*What to work on:*
Arrange the stretch of material below, from its very start through the line containing "x=446 y=454", including that line, as a numbered list with blank lines left out. Leave the pictures out of your answer.

────────

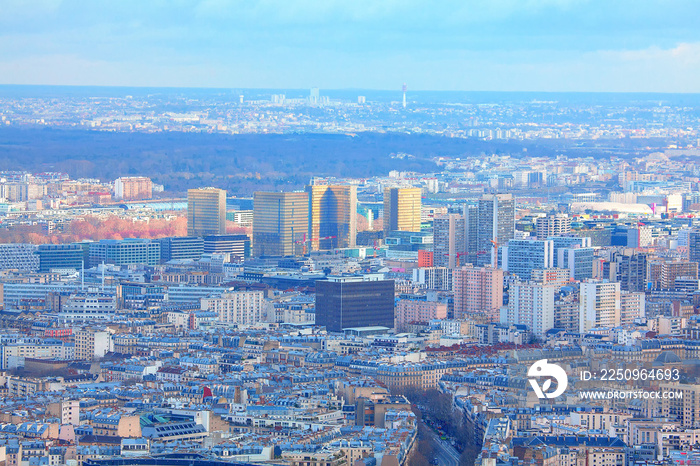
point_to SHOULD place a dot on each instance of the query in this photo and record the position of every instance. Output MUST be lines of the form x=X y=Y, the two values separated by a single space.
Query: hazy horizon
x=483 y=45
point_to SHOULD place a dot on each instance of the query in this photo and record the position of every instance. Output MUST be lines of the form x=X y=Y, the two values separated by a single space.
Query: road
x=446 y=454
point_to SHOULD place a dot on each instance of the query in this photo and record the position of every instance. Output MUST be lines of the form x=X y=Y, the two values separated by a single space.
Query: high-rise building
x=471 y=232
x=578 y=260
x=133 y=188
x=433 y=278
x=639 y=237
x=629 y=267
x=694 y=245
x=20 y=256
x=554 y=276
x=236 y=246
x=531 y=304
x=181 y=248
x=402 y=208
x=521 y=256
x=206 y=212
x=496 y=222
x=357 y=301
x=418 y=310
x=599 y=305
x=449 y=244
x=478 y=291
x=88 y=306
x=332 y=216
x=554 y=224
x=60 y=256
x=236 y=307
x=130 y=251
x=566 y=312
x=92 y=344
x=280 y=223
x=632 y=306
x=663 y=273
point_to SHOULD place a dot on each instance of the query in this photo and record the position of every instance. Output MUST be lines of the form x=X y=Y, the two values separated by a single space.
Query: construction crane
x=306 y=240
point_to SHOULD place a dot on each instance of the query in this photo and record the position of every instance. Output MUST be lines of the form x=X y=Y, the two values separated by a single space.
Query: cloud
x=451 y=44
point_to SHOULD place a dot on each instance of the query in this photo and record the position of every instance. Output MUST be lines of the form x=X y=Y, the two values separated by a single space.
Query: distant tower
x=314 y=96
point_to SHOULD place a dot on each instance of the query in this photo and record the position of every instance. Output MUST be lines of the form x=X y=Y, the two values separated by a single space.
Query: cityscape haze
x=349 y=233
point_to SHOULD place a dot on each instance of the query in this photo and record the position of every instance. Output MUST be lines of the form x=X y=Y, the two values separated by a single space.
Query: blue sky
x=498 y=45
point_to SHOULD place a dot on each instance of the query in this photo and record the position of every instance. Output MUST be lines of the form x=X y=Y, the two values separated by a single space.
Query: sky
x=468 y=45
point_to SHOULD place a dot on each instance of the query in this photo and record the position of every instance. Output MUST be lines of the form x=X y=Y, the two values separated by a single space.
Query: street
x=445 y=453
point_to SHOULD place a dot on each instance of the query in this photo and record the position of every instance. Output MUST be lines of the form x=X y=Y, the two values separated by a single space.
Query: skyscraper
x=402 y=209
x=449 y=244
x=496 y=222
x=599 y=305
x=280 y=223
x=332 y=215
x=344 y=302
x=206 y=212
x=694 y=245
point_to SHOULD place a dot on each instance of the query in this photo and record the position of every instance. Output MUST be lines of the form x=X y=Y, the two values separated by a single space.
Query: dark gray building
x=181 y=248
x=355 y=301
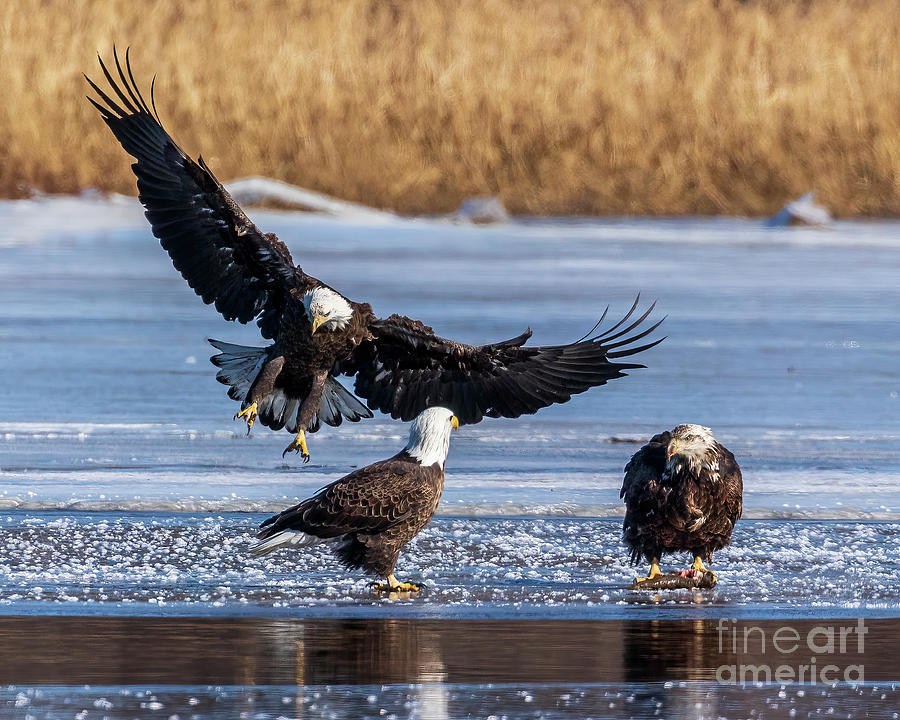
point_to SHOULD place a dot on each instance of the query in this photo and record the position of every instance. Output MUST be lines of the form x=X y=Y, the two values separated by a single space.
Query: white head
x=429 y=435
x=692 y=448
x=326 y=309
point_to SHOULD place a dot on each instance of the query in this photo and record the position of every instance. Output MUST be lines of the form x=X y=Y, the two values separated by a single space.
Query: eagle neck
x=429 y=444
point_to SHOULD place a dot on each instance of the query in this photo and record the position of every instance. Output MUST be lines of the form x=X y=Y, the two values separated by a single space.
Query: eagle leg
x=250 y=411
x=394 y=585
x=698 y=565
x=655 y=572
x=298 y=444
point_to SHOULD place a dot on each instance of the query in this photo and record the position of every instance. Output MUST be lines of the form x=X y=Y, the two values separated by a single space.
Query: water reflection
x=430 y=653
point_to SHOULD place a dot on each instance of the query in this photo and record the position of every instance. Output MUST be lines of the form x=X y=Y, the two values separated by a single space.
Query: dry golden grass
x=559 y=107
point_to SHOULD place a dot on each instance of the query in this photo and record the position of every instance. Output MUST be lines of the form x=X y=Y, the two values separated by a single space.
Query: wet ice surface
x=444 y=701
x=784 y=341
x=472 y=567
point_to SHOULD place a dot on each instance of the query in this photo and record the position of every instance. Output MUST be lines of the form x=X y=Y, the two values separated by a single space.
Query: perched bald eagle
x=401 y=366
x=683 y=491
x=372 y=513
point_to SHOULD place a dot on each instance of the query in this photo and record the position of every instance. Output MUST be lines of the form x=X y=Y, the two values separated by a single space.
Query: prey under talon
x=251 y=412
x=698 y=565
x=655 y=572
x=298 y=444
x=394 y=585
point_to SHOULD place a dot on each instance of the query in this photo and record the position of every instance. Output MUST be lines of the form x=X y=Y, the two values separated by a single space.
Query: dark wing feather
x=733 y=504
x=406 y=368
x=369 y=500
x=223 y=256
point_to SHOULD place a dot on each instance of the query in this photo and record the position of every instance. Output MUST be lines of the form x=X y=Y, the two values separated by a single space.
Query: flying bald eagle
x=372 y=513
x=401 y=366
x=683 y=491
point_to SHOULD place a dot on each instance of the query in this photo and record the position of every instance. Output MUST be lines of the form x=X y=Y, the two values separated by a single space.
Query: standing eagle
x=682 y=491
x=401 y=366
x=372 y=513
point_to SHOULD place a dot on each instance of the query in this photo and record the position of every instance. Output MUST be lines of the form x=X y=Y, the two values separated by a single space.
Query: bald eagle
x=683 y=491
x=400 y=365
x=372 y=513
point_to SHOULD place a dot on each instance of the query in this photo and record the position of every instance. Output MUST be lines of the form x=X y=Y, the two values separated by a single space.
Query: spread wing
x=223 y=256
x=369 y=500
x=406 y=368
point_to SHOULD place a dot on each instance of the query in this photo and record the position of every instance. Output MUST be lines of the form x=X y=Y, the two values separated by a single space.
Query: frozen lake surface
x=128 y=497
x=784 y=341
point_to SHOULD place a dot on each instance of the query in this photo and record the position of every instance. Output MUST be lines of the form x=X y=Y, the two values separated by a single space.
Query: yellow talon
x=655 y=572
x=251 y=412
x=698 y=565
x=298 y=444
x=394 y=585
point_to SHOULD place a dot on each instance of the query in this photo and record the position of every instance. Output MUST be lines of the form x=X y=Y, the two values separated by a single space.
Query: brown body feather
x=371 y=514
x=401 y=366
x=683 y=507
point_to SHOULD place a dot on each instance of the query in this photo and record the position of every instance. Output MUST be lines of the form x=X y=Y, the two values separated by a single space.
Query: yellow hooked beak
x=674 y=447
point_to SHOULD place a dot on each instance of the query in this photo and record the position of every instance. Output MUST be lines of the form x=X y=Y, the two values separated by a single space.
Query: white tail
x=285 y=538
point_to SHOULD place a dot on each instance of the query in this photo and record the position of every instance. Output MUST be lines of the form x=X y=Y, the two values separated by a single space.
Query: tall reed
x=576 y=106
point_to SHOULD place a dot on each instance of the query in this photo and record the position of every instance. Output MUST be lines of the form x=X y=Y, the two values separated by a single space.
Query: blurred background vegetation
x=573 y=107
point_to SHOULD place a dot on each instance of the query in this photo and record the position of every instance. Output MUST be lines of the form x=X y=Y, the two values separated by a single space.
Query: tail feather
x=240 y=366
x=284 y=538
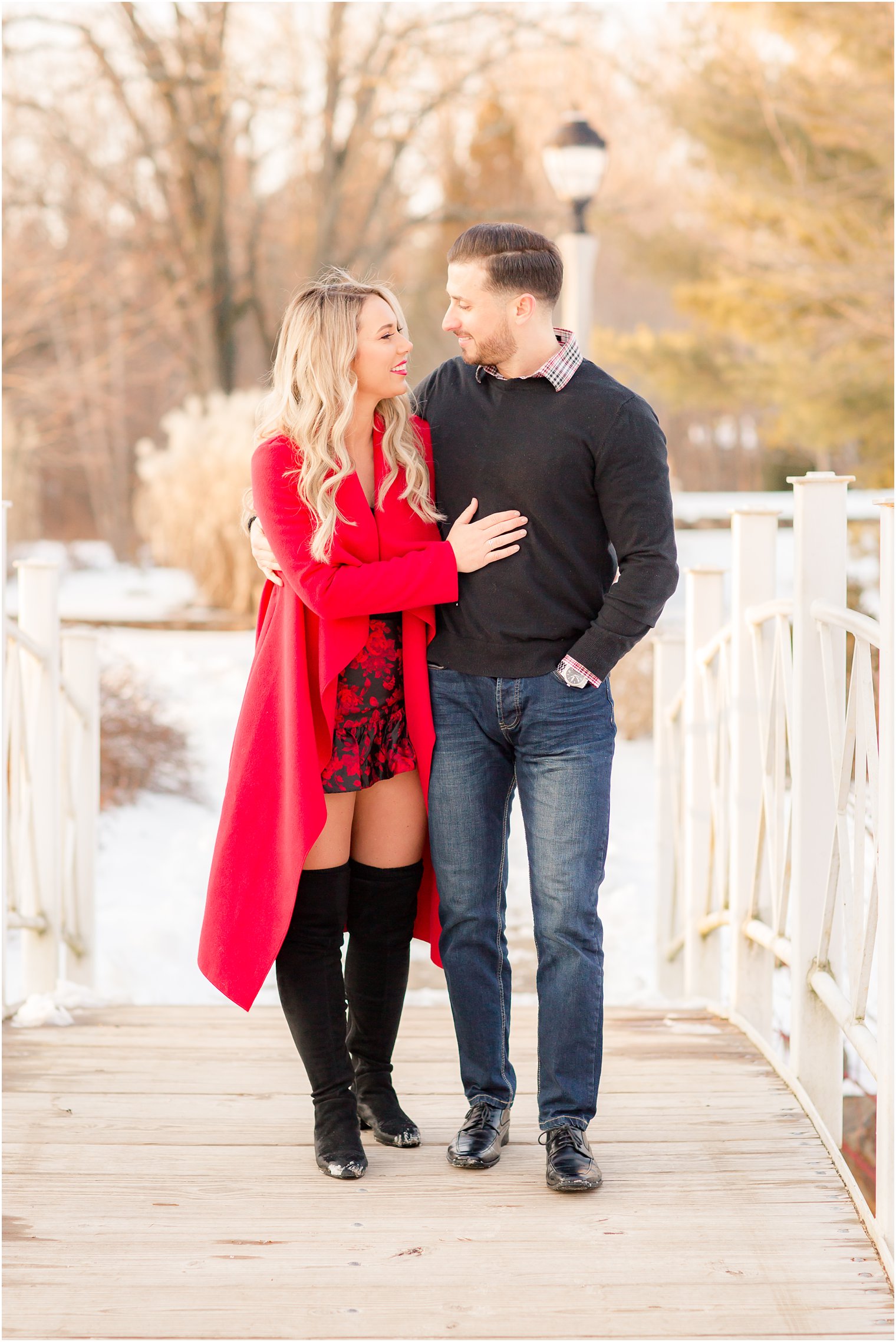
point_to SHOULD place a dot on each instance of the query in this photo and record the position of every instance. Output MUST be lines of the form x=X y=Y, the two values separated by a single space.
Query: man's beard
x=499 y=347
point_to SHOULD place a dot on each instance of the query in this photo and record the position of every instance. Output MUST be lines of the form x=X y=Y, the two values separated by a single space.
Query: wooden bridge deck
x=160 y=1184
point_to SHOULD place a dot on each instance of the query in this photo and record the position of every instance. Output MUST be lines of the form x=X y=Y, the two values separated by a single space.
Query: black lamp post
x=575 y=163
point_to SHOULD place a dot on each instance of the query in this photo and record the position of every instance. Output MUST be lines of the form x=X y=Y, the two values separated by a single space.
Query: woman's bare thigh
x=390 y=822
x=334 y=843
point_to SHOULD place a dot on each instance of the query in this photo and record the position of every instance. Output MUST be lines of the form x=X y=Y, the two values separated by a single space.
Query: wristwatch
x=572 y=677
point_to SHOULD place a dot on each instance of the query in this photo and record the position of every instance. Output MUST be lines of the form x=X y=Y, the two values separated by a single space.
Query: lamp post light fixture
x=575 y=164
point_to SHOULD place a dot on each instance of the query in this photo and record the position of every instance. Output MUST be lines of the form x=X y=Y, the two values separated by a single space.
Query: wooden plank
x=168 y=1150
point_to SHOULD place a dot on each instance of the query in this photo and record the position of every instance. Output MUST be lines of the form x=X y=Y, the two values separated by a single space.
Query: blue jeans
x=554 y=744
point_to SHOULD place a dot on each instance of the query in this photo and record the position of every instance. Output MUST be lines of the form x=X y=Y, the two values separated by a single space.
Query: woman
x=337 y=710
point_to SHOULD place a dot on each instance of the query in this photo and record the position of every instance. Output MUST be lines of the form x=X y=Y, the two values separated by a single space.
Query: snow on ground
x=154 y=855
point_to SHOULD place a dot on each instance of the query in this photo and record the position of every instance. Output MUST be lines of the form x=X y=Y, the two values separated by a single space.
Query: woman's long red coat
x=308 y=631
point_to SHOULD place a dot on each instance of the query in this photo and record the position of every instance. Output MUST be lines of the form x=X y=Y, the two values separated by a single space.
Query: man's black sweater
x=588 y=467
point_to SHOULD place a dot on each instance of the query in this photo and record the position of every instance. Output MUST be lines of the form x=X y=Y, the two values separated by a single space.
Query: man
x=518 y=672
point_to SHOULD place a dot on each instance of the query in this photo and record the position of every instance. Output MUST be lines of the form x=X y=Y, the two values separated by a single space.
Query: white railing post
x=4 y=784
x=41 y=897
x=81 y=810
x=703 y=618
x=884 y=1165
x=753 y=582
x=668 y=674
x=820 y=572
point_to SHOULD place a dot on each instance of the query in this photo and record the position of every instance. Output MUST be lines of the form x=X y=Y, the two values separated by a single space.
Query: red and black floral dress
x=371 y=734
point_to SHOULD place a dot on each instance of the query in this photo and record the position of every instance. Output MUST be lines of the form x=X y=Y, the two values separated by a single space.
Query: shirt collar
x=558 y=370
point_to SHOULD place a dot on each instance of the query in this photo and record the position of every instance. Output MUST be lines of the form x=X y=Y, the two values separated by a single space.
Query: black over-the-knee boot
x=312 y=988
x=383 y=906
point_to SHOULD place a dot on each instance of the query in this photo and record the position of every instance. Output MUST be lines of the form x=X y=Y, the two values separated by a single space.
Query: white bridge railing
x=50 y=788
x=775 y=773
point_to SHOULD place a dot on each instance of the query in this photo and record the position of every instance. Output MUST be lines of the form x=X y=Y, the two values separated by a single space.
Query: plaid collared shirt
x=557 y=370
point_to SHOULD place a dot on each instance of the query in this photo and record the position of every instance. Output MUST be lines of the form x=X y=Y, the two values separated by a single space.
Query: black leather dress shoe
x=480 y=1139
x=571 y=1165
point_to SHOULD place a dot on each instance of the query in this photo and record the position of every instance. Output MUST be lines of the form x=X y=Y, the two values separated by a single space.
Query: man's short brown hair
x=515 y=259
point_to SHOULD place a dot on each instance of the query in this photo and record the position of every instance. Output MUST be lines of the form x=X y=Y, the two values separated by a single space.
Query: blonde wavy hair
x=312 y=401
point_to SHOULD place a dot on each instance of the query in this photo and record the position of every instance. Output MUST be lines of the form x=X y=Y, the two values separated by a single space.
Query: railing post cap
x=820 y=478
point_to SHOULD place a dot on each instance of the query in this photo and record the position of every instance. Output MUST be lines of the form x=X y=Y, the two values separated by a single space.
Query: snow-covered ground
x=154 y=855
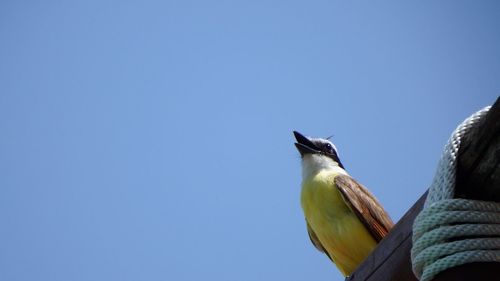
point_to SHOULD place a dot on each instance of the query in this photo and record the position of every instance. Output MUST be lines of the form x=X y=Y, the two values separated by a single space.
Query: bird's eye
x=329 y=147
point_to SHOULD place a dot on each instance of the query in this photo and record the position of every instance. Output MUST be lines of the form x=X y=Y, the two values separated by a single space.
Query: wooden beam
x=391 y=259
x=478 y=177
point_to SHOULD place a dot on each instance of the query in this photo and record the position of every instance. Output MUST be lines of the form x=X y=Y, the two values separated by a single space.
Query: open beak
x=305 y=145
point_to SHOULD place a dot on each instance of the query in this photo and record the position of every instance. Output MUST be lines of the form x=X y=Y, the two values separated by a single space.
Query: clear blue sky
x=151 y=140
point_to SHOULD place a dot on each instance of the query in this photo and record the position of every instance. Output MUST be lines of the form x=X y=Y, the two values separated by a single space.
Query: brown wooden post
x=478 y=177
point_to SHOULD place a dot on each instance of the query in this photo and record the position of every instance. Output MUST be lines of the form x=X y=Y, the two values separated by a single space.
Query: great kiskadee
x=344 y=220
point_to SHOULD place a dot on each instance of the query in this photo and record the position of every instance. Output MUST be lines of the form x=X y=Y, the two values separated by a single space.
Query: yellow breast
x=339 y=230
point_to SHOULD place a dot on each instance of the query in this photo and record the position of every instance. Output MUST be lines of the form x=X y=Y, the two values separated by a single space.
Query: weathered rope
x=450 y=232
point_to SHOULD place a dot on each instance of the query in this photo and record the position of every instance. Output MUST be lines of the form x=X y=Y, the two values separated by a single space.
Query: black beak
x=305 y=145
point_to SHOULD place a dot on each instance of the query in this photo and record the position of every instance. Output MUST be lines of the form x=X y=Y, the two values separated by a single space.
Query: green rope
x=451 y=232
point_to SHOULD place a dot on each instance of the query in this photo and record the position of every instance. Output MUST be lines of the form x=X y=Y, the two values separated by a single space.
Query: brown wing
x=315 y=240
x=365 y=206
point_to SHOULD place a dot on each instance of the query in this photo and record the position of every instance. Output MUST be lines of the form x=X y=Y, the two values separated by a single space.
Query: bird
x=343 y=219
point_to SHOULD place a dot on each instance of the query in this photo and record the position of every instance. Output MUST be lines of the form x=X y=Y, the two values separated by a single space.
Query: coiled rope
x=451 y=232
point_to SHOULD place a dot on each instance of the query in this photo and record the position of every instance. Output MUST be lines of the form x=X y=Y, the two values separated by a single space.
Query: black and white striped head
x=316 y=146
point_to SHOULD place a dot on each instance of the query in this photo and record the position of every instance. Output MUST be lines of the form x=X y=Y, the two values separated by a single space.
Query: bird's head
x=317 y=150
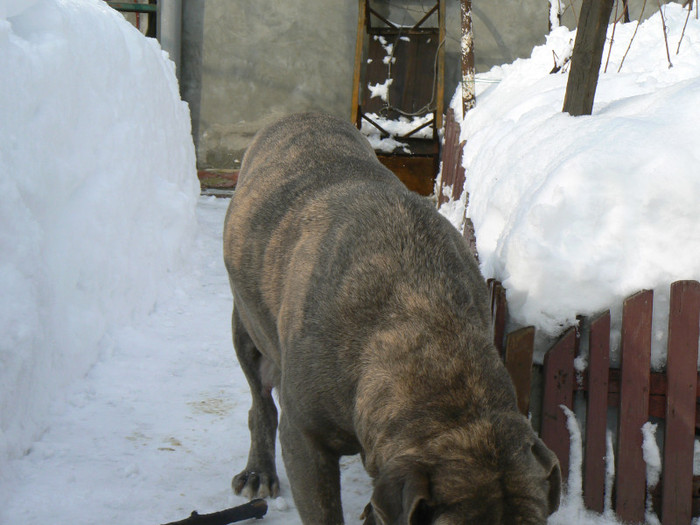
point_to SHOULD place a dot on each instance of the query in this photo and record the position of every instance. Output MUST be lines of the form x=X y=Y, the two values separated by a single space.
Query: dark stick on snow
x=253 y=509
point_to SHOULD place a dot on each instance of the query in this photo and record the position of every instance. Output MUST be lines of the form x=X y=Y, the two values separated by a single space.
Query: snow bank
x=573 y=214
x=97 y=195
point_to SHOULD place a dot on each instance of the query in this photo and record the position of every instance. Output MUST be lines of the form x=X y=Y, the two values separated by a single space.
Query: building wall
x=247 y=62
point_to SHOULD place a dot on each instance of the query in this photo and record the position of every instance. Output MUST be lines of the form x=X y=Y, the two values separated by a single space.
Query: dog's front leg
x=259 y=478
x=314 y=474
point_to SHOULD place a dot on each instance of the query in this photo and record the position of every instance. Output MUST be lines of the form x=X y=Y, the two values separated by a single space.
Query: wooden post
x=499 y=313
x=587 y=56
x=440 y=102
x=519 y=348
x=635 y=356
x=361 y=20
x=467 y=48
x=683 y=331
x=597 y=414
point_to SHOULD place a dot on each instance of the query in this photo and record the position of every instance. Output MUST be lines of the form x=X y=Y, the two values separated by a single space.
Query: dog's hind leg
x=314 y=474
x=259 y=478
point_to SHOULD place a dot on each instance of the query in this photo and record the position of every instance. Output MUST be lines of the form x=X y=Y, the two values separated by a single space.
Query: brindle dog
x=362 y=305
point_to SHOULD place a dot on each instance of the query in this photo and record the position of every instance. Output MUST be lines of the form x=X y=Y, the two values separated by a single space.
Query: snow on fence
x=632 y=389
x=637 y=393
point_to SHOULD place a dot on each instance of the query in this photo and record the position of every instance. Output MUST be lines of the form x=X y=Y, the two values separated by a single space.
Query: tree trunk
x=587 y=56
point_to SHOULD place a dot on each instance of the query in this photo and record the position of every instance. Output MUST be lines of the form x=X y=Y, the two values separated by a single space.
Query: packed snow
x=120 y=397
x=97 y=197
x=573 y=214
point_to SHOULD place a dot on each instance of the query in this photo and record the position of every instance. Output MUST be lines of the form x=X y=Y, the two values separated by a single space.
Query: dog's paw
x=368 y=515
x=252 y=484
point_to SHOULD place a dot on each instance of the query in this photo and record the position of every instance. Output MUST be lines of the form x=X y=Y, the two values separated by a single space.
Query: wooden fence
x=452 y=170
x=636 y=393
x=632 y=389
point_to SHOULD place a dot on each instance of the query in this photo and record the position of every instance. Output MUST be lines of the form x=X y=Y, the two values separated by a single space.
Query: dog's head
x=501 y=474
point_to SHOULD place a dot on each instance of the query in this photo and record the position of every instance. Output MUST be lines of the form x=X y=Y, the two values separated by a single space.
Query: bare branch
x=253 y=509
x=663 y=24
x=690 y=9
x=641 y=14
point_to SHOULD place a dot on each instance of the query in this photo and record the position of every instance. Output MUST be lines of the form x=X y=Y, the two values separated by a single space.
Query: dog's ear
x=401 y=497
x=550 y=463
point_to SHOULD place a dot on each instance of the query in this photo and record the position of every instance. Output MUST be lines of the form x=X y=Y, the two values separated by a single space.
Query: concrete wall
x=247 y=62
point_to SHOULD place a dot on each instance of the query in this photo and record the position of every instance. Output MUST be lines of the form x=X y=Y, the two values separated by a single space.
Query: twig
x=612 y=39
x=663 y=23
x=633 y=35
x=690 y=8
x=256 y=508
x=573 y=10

────────

*Written solution:*
1. point_to SHOULD place a dot on each instance of the query in this photo and record the position of every instance. Output MUST be lines of the form x=X y=Y, the two values separated by a single space.
2. Query: hazy horizon
3. x=483 y=45
4. point_to SHOULD place a dot on each instance of the query in this photo and record the position of every instance. Output MUST be lines of the form x=X y=Y, the two values separated by a single space.
5. Query: road
6. x=446 y=454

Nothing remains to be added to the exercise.